Can you copy the records below word for word, leaving the pictures out?

-- Begin Extracted material --

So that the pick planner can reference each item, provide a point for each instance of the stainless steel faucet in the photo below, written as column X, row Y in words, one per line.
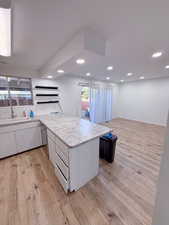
column 12, row 112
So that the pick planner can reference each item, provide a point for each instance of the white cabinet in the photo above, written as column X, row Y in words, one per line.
column 51, row 148
column 7, row 144
column 74, row 167
column 28, row 138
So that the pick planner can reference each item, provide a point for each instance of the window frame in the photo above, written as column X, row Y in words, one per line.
column 9, row 90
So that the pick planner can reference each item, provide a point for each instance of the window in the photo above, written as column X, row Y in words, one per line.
column 15, row 91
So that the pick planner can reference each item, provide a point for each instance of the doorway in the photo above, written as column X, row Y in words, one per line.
column 85, row 103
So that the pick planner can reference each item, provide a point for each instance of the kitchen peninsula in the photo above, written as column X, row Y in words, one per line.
column 73, row 145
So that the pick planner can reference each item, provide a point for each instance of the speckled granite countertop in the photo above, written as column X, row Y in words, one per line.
column 73, row 131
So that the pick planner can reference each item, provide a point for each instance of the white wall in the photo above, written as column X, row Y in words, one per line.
column 146, row 101
column 161, row 215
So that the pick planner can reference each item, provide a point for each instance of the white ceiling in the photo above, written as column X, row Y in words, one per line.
column 134, row 30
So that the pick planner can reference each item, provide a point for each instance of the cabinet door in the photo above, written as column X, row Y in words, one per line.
column 51, row 148
column 28, row 138
column 7, row 144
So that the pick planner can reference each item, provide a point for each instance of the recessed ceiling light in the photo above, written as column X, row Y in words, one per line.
column 129, row 74
column 110, row 68
column 80, row 61
column 157, row 54
column 60, row 71
column 141, row 78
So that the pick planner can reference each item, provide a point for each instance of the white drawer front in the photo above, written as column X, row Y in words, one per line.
column 61, row 178
column 62, row 166
column 62, row 146
column 50, row 135
column 62, row 154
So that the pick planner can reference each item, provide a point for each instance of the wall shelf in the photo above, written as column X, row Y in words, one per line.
column 48, row 95
column 47, row 102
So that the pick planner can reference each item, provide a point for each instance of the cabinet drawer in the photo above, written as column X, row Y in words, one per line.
column 28, row 138
column 62, row 166
column 51, row 135
column 61, row 178
column 61, row 145
column 63, row 154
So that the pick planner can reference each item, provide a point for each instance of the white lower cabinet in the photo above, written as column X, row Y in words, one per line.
column 19, row 138
column 28, row 138
column 51, row 148
column 74, row 167
column 7, row 144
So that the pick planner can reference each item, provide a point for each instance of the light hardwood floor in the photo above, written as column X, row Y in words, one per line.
column 122, row 194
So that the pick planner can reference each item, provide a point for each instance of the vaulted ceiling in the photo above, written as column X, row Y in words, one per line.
column 133, row 31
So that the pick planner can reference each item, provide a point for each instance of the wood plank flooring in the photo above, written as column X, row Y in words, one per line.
column 122, row 194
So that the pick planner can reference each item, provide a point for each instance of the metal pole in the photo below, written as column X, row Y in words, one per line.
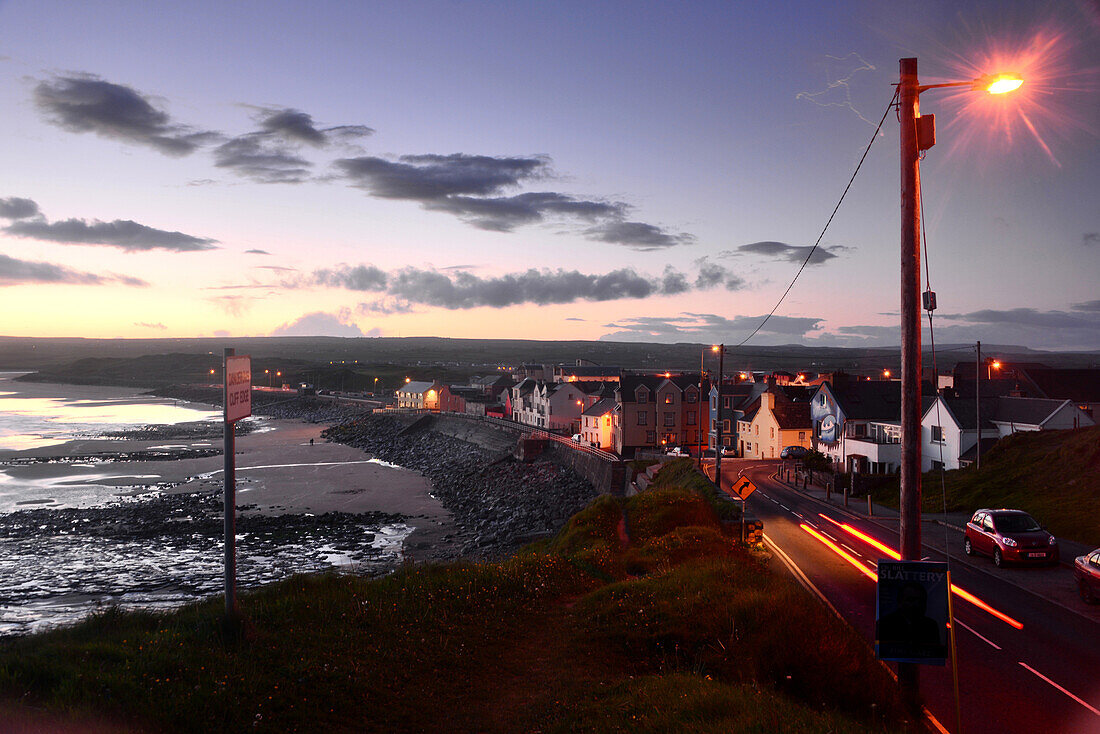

-- End Extracted material --

> [Exercise response]
So that the pick planner can reference each item, provide a point for each instance of the stainless steel faucet in the photo below, written as column X, row Y in words, one per line.
column 12, row 112
So that the pick planner can reference each item, provide a point for each instance of the white cabinet in the photo above, written as column X, row Y in words, one per line.
column 51, row 148
column 7, row 144
column 74, row 167
column 28, row 138
So that the pick planner can reference each item, provide a point for each instance of the window frame in the photo above, written as column X, row Y in words, one per line.
column 9, row 90
So that the pick planner can reference each item, provide a point for each instance of the window in the photo above, written as column X, row Y in words, one per line.
column 15, row 91
So that the pick planner can reference each item, provide a point for each instance of the doorway in the photo above, written as column X, row Y in words, one per line.
column 85, row 103
So that the pick planner can reference each item, provide a point for each instance of the kitchen peninsula in the photo above, written as column X, row Y in words, one per line.
column 73, row 145
So that the pick planner can reference each item, provide a point for each instance of the speckled granite countertop in the photo above, written as column X, row Y in words, one per line.
column 73, row 131
So that the pick planner can reference each item, provide a point for each instance of the white wall in the photo above, written as column X, row Y in words, one per line.
column 146, row 101
column 161, row 215
So that the pick planner can reference each item, provide a point for each instance of the white ceiling in the photo above, written as column X, row Y in words, one per line.
column 134, row 30
So that the pick planner can reference each item, provide a point for each instance of the cabinet door in the photo above, written as column X, row Y in words, one per line.
column 51, row 148
column 28, row 138
column 7, row 144
So that the pick planner can reference each item, provide a point for each instance of the recessed ceiling light in the photo above, written as column X, row Y in words, one per line.
column 129, row 74
column 110, row 68
column 80, row 61
column 157, row 54
column 60, row 71
column 141, row 78
So that the pick planner can reference each item, provide a point for each instance of the white drawer front in the photo above, written as column X, row Y in words, one per line.
column 61, row 178
column 62, row 166
column 62, row 146
column 50, row 135
column 62, row 154
So that the pick planner can reference each item, provide a point for each instance of the wall shelf in the photo above, written as column X, row Y in words, one per line.
column 48, row 95
column 47, row 102
So that the pick planner can reference each item, provide a point for each instance of the cabinet drawer in the photo above, written as column X, row Y in words, one per line.
column 28, row 138
column 62, row 166
column 51, row 135
column 61, row 178
column 61, row 145
column 63, row 154
So that the pick planner can reference each item, provide a point for each instance of the white lower cabinet in the photo above, written as column X, row Y in words, one per line.
column 19, row 138
column 28, row 138
column 51, row 148
column 74, row 167
column 7, row 144
So that the pick planner can reference each item, provide a point for each instance of the light hardwood floor in the photo above, written as column X, row Y in words, one per line.
column 122, row 194
So that the pick planner can reference each item, provide a point for each instance of the vaulted ceiling in the photo above, written as column X, row Y in words, one per line.
column 133, row 31
So that the pick planner can reference each item, provide a point for each instance of the wood plank flooring in the photo above, written as column X, row Y in words, one per line.
column 122, row 194
So that the pick planner can reference each item, provide a point for each instance of the metal pole in the photo below, written as column X, row Y in words, one per line.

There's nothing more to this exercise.